EXERCISE INPUT:
>>>
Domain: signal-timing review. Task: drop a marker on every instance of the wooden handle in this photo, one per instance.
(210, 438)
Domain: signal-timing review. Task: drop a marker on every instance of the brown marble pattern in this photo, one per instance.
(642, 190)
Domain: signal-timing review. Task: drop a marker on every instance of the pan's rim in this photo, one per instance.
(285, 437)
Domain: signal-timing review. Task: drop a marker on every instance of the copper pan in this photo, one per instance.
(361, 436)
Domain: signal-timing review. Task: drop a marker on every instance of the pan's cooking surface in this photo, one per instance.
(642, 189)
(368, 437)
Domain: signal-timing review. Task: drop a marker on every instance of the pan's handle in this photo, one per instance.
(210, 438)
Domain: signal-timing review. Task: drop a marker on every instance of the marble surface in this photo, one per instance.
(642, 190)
<<<
EXERCISE AIM: Rewrite the entries from the line containing "pan's handle in this photo, one per instance." through the end of the entries, changing "marble surface" to "stone surface" and leaving everything else the same.

RESULT:
Domain: signal-timing review. Task: drop a marker on every instance of the pan's handle in this photo, one per instance.
(210, 438)
Domain: signal-timing review. Task: drop a marker on every instance of the stone surface in this photo, one per instance.
(642, 190)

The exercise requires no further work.